RECORD SET
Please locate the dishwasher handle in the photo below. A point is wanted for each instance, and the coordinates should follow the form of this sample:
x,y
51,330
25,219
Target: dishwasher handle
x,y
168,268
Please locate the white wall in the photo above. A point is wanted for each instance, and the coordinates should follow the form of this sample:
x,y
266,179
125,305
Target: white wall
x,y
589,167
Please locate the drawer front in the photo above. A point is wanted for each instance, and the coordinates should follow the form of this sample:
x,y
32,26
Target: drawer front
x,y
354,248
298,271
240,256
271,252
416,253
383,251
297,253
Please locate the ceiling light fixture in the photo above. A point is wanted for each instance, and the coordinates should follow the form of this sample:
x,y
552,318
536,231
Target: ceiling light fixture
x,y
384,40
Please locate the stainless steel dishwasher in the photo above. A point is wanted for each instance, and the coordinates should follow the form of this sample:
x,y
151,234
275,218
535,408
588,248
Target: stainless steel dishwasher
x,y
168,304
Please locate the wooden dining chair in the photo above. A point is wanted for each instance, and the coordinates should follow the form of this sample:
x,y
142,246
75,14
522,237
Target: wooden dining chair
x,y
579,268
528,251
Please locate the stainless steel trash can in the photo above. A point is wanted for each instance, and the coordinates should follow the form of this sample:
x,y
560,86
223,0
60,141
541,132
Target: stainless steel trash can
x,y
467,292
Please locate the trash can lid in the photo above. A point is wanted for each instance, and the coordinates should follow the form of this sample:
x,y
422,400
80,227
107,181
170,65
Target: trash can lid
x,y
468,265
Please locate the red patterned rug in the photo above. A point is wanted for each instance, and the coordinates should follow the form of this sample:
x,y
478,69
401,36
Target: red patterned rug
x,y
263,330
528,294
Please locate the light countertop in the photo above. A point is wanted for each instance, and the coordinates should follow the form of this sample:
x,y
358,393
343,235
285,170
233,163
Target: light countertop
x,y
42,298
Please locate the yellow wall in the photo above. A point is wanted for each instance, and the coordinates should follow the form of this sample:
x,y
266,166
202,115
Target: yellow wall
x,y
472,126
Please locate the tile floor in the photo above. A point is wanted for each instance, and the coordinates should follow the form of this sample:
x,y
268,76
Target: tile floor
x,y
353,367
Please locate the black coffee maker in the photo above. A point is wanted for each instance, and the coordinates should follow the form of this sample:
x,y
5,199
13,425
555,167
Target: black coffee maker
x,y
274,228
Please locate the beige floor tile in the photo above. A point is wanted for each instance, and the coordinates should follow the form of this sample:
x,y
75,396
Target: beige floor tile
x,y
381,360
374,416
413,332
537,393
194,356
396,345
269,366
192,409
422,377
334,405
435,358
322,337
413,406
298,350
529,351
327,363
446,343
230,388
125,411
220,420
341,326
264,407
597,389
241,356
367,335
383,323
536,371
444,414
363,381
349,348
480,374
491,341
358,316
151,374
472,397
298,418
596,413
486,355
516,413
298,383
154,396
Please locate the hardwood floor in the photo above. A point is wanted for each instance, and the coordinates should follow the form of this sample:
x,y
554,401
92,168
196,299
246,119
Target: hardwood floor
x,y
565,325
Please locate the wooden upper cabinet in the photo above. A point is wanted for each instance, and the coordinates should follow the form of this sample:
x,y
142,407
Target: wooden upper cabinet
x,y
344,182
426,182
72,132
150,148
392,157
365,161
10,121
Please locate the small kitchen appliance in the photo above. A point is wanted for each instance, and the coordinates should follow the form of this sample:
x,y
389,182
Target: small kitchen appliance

WHAT THE TASK REQUIRES
Nothing in the data may differ; print all of it exactly as written.

FINAL ANSWER
Please locate the dishwasher handle in the photo below. A point is wanted for each instance, and the coordinates should follow the form of this sample:
x,y
51,330
25,219
Target: dishwasher handle
x,y
168,268
Please locate the white wall in the photo above. A point is wanted for each instance, and the coordinates should follow the form of this sample:
x,y
266,179
125,305
Target: white wall
x,y
589,167
Please locate the drawer front in the photo above. A point is wanted for each instance, and the coordinates should follow the form of this sample:
x,y
32,26
Target: drawer front
x,y
354,248
298,271
240,256
271,252
416,253
383,251
297,253
Please locate the ceiling light fixture in the photo above. A point is wanted for each instance, and the coordinates should follow the form of this sample:
x,y
552,318
536,231
Target: ceiling light fixture
x,y
384,40
Please locate the stainless steel dishwasher in the photo above. A point is wanted for each instance, and the coordinates should follow the form of this sample:
x,y
151,234
275,218
535,408
588,248
Target: stainless steel dishwasher
x,y
168,304
Please locate the wooden dining chair in the photo above. A point is wanted for each instance, and the coordinates should follow the form of this sample:
x,y
142,246
75,14
522,237
Target: wooden dining chair
x,y
579,268
528,251
Please locate the stainless steel trash can in the photo above. A point is wanted for each instance, and the coordinates should follow the form of this sample:
x,y
560,86
223,0
60,141
541,132
Target: stainless steel trash can
x,y
467,292
Please locate the trash can lid in the photo above. A point is wanted for each instance, and the coordinates should follow the form of this sample:
x,y
422,400
80,227
107,181
170,65
Target: trash can lid
x,y
468,265
Please locate the red patterned rug in the photo above. A point is wanted for each instance, and the coordinates should follow the form of this sample:
x,y
478,69
401,36
Target: red patterned rug
x,y
263,330
528,294
Please locate the light countertop in the photo above. A point is wanted for each instance, and the coordinates should follow the form of this sample:
x,y
358,393
343,235
285,170
233,163
Target: light countertop
x,y
42,298
Please locate the yellow wall in the photo above. A point is wanted for each instance, and the coordinates should follow the form of this sample:
x,y
266,166
202,115
Target: yellow wall
x,y
472,126
Please locate the tile floor in the photo above. A point is wanted for each instance, and the coordinates should follow the form of this sample:
x,y
268,76
Target: tile floor
x,y
353,367
Please locate the black coffee maker in the photo above. A point is wanted for each instance, and the coordinates should follow the form of this sample:
x,y
5,199
13,425
555,167
Target: black coffee maker
x,y
274,228
Please locate the beige floor tile in the photo above. A point is wanted for each instance, and the coordinates should follow the form of this sample:
x,y
75,396
Target: beige floor tile
x,y
381,360
374,416
413,332
537,393
194,356
396,345
269,366
192,409
422,377
334,405
435,358
322,337
413,406
298,350
529,351
327,363
446,343
230,388
125,411
220,420
341,326
264,407
597,389
241,356
367,335
383,323
536,371
444,414
363,381
349,348
480,374
491,341
358,316
151,374
472,397
298,418
596,413
486,355
516,413
298,383
154,396
Please locate the hardwood floor in the photo above. A point is wanted for each instance, and the coordinates should follow the form of this sample:
x,y
554,401
92,168
196,299
246,119
Target: hardwood floor
x,y
565,325
Please locate the wooden upper cabinet in the photo above. A point is wanted for each instance, and the coordinates should follow the form of this sample:
x,y
142,407
Target: wooden upper cabinet
x,y
344,182
426,182
72,132
150,148
392,157
365,161
10,121
Please locate the small kitchen appliance in the photo above. A point is wanted for each instance, and the coordinates should follow the form of this sample:
x,y
389,182
Target: small kitchen appliance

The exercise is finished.